- **TASK TO COMPLETE**
Can you change every "innermost point" to "center point" in the stretch from the line containing "of the grass" through the line containing "x=374, y=167", leaving everything else unchanged and returning only those lines?

- **Point annotation dataset records**
--- Start ---
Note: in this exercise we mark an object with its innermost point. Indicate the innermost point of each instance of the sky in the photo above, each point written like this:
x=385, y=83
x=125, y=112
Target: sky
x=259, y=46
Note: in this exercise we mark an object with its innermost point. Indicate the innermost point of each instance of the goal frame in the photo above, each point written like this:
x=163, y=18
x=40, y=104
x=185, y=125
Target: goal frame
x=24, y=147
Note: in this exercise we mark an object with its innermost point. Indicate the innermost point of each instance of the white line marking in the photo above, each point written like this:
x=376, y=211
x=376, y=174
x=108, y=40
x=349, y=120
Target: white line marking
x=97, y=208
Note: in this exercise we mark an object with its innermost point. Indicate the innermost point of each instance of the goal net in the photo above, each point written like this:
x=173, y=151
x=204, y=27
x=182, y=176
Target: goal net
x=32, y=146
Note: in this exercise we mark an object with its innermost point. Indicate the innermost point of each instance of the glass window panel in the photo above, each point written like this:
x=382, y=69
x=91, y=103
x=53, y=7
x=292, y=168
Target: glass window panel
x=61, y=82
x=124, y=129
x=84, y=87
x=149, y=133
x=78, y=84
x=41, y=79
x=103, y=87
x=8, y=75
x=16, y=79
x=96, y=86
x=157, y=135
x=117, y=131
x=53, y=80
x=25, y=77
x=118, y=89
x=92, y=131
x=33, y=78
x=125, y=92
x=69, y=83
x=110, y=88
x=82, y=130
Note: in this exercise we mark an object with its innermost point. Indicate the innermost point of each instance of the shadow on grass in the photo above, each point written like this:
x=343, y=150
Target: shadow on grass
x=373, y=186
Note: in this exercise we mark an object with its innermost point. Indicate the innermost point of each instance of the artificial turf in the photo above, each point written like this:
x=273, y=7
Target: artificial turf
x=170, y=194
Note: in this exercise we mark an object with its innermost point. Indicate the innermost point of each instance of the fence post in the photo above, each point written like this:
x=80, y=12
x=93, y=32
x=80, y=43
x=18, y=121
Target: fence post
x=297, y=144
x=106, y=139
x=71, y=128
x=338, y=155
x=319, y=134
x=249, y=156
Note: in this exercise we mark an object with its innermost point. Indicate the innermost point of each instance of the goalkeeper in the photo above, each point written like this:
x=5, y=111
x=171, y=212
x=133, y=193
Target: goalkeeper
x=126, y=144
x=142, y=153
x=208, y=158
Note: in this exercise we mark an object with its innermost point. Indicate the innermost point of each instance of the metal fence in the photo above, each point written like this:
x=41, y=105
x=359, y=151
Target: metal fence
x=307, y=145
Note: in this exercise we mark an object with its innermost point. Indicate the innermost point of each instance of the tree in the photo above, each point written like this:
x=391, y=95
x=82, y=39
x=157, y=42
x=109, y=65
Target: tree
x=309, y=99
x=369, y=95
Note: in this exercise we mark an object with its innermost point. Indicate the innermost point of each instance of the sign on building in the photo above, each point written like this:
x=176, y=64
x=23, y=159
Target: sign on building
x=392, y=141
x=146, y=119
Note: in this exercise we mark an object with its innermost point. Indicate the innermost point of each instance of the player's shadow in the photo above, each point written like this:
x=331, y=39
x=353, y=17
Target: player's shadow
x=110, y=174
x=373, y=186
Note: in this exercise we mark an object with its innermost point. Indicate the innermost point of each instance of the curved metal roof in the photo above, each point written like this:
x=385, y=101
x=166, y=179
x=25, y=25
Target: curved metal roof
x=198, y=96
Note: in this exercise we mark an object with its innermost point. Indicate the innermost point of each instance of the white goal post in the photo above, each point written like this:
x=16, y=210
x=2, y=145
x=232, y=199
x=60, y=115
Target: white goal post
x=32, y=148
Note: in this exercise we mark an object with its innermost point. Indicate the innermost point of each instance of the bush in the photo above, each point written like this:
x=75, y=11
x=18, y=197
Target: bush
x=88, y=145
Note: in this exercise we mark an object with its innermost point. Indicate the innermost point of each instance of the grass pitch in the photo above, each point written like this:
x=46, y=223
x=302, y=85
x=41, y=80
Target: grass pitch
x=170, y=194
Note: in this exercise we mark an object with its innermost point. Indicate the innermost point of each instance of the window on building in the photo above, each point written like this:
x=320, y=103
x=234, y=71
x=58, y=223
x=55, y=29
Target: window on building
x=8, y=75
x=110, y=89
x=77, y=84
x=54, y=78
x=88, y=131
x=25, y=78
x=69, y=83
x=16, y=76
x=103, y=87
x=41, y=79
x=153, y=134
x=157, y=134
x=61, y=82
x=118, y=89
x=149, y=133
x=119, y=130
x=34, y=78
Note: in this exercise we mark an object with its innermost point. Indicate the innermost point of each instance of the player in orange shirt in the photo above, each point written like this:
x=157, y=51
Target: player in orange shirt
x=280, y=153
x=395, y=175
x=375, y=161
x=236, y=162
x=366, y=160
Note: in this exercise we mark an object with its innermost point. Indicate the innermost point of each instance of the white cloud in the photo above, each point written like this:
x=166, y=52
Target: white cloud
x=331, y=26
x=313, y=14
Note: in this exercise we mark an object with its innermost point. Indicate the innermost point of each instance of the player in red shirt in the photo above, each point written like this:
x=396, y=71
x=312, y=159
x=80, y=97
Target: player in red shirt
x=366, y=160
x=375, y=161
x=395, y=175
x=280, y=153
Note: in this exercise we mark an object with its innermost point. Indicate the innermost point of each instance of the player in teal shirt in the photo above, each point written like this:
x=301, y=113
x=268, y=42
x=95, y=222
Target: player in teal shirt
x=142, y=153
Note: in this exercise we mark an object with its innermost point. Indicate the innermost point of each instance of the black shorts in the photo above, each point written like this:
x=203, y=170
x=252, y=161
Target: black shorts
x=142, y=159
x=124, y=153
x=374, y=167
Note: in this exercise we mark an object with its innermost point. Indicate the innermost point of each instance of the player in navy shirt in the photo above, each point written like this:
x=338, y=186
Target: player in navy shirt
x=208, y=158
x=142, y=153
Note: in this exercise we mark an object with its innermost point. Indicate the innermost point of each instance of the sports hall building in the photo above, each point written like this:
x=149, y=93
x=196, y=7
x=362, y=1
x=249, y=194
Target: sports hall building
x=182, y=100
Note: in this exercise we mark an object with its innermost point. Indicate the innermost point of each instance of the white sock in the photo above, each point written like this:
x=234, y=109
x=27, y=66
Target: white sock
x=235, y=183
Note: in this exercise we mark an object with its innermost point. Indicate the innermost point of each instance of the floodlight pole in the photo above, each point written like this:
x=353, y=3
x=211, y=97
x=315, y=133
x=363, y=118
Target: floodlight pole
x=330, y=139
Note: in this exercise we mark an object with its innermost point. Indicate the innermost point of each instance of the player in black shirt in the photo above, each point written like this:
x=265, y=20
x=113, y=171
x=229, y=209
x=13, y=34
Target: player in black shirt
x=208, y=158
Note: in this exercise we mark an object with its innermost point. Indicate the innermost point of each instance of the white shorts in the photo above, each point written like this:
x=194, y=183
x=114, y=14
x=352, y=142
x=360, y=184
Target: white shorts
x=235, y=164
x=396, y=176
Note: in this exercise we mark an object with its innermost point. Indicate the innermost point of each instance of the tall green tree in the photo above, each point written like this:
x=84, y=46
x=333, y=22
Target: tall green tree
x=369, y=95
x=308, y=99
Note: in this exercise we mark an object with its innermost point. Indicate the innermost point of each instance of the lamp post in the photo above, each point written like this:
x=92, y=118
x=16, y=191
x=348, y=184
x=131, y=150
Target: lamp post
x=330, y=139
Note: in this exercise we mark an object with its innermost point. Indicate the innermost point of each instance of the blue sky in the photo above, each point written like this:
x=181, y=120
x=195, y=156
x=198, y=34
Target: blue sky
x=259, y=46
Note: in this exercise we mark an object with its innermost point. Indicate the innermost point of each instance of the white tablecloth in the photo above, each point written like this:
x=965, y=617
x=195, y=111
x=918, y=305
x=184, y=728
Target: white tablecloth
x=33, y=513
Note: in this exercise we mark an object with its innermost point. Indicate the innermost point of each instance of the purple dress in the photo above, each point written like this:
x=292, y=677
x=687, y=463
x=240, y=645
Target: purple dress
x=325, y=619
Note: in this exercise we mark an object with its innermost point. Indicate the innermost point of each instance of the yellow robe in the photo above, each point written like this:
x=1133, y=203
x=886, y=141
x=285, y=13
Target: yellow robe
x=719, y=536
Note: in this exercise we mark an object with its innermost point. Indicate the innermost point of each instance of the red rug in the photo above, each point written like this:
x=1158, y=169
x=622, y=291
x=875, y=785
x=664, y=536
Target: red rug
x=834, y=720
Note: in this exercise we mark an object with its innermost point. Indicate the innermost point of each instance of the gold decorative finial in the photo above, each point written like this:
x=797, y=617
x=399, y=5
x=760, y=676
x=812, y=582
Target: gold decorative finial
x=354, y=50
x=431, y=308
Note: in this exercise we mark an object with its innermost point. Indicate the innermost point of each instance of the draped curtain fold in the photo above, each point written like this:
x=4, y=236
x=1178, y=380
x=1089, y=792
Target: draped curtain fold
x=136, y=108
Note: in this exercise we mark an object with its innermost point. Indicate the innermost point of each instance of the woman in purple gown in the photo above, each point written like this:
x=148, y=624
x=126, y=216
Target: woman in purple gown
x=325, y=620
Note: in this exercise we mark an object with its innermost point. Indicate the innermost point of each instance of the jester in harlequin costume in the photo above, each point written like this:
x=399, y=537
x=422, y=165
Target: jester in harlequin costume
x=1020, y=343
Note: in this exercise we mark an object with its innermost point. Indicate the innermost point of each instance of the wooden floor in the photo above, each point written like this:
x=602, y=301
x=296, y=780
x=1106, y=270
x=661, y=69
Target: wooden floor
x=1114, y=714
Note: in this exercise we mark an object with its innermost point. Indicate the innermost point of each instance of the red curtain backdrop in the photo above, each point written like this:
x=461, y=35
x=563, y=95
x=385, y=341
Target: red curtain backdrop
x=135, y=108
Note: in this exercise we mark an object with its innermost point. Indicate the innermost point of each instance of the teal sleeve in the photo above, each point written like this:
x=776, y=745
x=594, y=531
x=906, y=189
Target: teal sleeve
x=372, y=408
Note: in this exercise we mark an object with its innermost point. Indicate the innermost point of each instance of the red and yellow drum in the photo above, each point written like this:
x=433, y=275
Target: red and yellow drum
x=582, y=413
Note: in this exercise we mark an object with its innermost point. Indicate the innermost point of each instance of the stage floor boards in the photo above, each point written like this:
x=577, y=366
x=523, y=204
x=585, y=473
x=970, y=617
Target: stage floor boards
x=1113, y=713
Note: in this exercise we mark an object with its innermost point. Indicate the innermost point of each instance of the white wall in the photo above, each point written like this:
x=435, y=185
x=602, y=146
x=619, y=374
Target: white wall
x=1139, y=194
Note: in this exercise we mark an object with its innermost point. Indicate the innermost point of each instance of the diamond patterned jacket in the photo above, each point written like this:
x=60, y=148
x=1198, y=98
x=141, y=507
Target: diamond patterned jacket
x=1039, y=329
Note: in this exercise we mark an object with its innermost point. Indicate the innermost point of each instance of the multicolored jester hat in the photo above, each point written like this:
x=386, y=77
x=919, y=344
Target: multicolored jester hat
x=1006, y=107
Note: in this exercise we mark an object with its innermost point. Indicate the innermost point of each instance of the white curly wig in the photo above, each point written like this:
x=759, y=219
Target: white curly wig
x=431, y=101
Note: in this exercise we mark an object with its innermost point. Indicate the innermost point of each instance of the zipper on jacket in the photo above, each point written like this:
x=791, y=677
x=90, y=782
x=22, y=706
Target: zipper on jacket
--- End ---
- **FINISHED ANSWER**
Note: in this exercise we mark an object with its center point. Indicate the center point of each instance of the grass pitch in the photo above, each point written like this:
x=46, y=223
x=302, y=85
x=41, y=80
Target: grass pitch
x=170, y=194
Note: in this exercise we mark an object with its center point. Indicate the center point of each instance of the window on building in the photo above, each point written like this:
x=320, y=103
x=234, y=71
x=58, y=223
x=55, y=29
Target: window on building
x=8, y=75
x=110, y=89
x=77, y=84
x=54, y=78
x=88, y=131
x=25, y=78
x=69, y=83
x=16, y=76
x=103, y=87
x=41, y=79
x=153, y=134
x=157, y=134
x=61, y=82
x=118, y=89
x=149, y=133
x=119, y=130
x=34, y=78
Note: in this exercise we mark an object with its center point. Indicate the center point of each instance of the player in orange shirt in the photo above, each point written like this:
x=157, y=51
Target: player in orange shirt
x=280, y=153
x=395, y=175
x=375, y=161
x=236, y=162
x=366, y=160
Note: in this exercise we mark an object with its center point. Indicate the center point of each instance of the white cloud in the photo above, each point written like this:
x=166, y=52
Target: white cloud
x=331, y=26
x=313, y=14
Note: in this exercise we mark an object with its center point. Indicate the center point of each instance of the player in red shirt in the photo above, each point written like this:
x=396, y=71
x=312, y=159
x=80, y=97
Target: player in red shirt
x=366, y=160
x=375, y=161
x=395, y=175
x=280, y=153
Note: in this exercise we mark an object with its center point. Indicate the center point of each instance of the player in teal shirt in the photo above, each point written like this:
x=301, y=113
x=268, y=42
x=95, y=222
Target: player in teal shirt
x=142, y=153
Note: in this exercise we mark an object with its center point. Indicate the center point of each instance of the black shorts in the photo above, each point written like this:
x=203, y=170
x=252, y=161
Target: black shorts
x=142, y=159
x=124, y=153
x=374, y=167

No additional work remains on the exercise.